*Provided records*:
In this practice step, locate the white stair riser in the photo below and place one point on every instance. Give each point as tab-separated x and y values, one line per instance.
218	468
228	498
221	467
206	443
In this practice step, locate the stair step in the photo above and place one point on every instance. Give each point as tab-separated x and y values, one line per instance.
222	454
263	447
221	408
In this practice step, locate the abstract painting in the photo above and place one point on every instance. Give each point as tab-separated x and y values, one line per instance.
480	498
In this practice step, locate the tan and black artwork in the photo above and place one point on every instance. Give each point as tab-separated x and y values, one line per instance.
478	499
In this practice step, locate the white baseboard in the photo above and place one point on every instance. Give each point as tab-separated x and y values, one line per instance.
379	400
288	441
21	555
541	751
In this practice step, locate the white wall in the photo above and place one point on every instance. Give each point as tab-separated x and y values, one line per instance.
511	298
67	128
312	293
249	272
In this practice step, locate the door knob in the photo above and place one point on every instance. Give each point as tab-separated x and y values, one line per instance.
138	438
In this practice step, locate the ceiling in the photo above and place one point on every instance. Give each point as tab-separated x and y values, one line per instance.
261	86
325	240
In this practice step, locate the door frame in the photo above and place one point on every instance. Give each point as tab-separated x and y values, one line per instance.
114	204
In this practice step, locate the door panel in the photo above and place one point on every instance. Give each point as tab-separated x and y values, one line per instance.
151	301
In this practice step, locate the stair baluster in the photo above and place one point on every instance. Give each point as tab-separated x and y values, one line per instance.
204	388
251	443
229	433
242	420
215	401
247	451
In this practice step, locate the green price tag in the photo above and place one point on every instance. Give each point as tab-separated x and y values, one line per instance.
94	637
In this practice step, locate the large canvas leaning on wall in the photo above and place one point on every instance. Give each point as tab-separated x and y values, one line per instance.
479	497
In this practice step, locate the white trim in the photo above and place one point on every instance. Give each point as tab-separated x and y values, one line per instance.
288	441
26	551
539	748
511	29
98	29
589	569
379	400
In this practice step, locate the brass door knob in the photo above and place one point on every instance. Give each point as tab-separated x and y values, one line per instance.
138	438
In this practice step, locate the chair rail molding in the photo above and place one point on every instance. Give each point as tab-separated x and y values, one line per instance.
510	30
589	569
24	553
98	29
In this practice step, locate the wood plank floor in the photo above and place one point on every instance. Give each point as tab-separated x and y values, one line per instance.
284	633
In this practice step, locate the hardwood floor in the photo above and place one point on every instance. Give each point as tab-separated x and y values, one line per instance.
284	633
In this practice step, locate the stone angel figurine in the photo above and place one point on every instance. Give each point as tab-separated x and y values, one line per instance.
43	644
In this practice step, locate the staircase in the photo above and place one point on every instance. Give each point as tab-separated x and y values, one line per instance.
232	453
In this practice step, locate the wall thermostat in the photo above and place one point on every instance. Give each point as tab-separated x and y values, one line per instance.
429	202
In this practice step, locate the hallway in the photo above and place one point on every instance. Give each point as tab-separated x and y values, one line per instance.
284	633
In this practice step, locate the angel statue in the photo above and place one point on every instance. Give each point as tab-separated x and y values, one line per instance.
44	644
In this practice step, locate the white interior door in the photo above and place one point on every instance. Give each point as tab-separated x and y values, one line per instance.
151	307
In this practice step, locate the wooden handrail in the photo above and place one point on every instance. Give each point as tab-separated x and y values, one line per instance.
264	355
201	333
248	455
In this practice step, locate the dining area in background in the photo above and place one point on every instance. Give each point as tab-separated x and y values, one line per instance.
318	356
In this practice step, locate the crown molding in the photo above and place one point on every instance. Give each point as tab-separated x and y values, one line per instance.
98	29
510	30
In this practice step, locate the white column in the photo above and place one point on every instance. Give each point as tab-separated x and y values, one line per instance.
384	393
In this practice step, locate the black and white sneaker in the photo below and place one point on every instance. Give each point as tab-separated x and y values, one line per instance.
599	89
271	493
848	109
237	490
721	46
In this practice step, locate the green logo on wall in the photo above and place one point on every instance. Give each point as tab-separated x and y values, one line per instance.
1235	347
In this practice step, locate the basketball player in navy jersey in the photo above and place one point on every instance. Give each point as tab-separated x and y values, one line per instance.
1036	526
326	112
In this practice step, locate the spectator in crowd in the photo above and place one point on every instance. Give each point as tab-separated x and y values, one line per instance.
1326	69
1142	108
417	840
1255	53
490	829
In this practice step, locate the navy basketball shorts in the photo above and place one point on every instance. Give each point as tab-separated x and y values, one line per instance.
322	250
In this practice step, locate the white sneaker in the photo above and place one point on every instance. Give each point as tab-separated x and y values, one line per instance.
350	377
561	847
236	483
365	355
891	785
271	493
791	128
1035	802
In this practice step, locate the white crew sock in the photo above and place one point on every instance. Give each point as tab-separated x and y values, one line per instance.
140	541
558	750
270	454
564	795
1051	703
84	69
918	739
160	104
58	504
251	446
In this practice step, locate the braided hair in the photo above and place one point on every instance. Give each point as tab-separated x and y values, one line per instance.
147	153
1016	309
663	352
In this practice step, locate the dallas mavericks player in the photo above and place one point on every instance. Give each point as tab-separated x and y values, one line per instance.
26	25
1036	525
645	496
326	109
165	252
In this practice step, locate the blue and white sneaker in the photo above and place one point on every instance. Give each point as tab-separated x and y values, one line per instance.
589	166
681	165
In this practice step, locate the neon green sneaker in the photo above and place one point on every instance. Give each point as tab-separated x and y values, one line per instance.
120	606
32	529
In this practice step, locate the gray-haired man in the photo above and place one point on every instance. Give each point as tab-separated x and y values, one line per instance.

*The task*:
Your task is to repeat every line exactly.

*Expected output*:
In this practice step, locate the white stair riser in the photo below and place one point on every instance. Give each point as tab-separated x and y values, one line per instance.
218	468
228	498
221	467
206	443
In this practice step, locate the stair step in the photo above and place one point on every instance. Give each point as tab-separated x and y values, one line per instance.
222	454
263	447
221	408
In this practice step, locate the abstract painting in the photo above and place one point on every instance. Give each point as tab-separated x and y values, one line per instance.
480	498
In this practice step, locate the tan and black artwork in the photo above and place one point on every instance. Give each point as tab-separated x and y values, one line per instance.
478	499
In this practice step, locate the white baseboard in the photo above and place one point on every instance. Give each point as tab-separated x and y values, one line per instance.
379	400
288	441
21	555
541	751
In this practice step, locate the white wall in the photo above and place one point on every instance. Give each point as tab-separated x and y values, one line per instance.
511	298
67	128
312	293
249	272
In this practice step, locate the door knob in the photo above and place one point on every instance. Give each point as tab-separated x and y values, one line per instance.
138	438
In this practice step, locate the ceiling in the photo above and place one point on every instance. Give each point as tab-separated x and y values, one line per instance.
261	86
325	240
In this practice step, locate the door frame in the photo above and place one point on every instance. Give each point as tab-separated x and y values, one line per instance.
114	204
In this practice step, locate the door panel in the photo above and place one point on every instance. Give each point as tab-separated x and y values, one line per instance.
151	301
In this practice step, locate the stair baluster in the photo above and place one point on every instance. Give each point as tab-separated x and y values, one line per instance.
204	388
251	443
229	433
242	420
215	401
247	451
In this practice step, locate the green price tag in the photo above and place one point on every instance. Give each point as tab-separated x and y values, one line per instance.
94	637
In this practice step, locate the large canvas leaning on wall in the photo above and place one point on every instance. Give each point as tab-separated x and y values, one line per instance.
479	497
In this practice step, locate the white trim in the photo above and place one point on every instance. Give each point as tab-separated x and y values, one line per instance.
288	441
26	551
539	748
511	29
98	29
589	569
379	400
In this practice step, locate the brass door knob in the photo above and place one point on every instance. Give each point as tab-separated x and y values, one line per instance.
138	438
In this practice step, locate the chair rail molding in the photo above and place one point on every instance. Give each point as tab-separated x and y values, one line per instance.
510	30
589	569
24	553
98	29
In this practice step, locate the wood plank floor in the photo above and place one point on every instance. Give each point as tab-separated x and y values, one line per instance.
284	633
In this practice step, locate the hardwood floor in the photo above and place one point on every instance. Give each point as tab-separated x and y values, one line per instance.
284	633
In this practice step, locate the stone angel figurine in the photo above and place one point on every instance. Give each point as tab-separated x and y values, one line per instance.
43	644
In this practice step, locate the staircase in the photo above and place one point on every instance. Give each point as tab-separated x and y values, one line per instance.
232	453
In this practice step, locate the wall thermostat in the photo above and place one point on every instance. Give each point as tab-separated x and y values, one line per instance.
429	202
In this practice step, locate the hallway in the photo above and place one point on every instance. Give each point as tab-separated x and y values, one line per instance.
284	633
In this practice step, locate the angel statue in the photo above and place one point on every instance. Give each point as tab-separated x and y values, one line per instance.
44	644
In this practice step, locate the white interior door in the photo above and place one point on every instance. Give each point as tab-separated x and y values, one line per instance.
151	307
In this practice step, locate the wooden handrail in the photo above and place one point on every instance. Give each point as tab-separated x and y values, one line per instance.
264	355
201	333
248	455
In this practice step, locate the dining area in background in the photo above and place one point on every instance. Give each point as tab-separated x and y values, one line per instance.
318	356
In this practice step, locate the crown molding in the photo above and place one point on every instance. Give each point as tab-separated x and y values, one line per instance.
98	29
510	30
In this practice step, locate the white column in the photo above and place one point on every instance. Give each point as tab-separated x and y values, one line per instance.
384	393
In this practice step, locate the black and white sneaker in the photo below and place one point on every instance. Give each point as tab-separated x and y values, one line per instance.
599	89
271	493
848	109
237	490
721	46
In this practice step, locate the green logo on wall in the photo above and place one point on every instance. Give each point as tab-separated x and y values, one line per instance.
1235	347
In this practice step, locate the basketball player in navy jersey in the photo above and place one point on every instance. Give each point as tab-separated x and y values, one line per instance.
1036	526
326	112
In this practice step, locate the spectator in crowd in the photo above and place one point on every instance. Give each point as tab-separated x and y values, one line per instance.
1326	69
1142	108
417	840
1255	53
490	829
In this practice step, locate the navy basketball shorts in the photo above and place one point on every instance. Give each point as tab-separated x and y values, one line per instance.
322	250
In this practice step, locate the white sneaker in the photo above and place one point on every instance. Give each point as tab-separated x and y values, one line per instance.
350	377
561	847
236	483
365	355
891	785
271	493
791	128
1035	802
In this practice step, locate the white crew sock in the photo above and place one point on every instance. Give each point as tab-separated x and y values, one line per instance.
140	541
558	750
270	454
564	795
1051	703
84	69
918	739
160	104
58	504
251	446
In this practice step, locate the braided hair in the photo above and place one point on every instance. Give each point as tab-separated x and y values, one line per instance.
147	153
1016	309
663	352
In this practice step, locate the dallas mavericks player in the photo above and place one point on every instance. Give each point as tab-separated x and y values, one line per instance.
26	25
1036	525
645	496
326	109
165	252
In this practice step, locate the blue and white sneaker in the photo above and place one point on every instance. Give each point as tab-separated x and y values, one line per instance.
589	166
681	165
In this practice step, locate the neon green sneaker in the photo above and place one point on every instance. Give each point as tab-separated x and y values, one line per instance.
120	606
32	529
In this practice step, locate the gray-haired man in the photo above and place one point on every instance. Give each point as tab-separated x and y values, one line per instance.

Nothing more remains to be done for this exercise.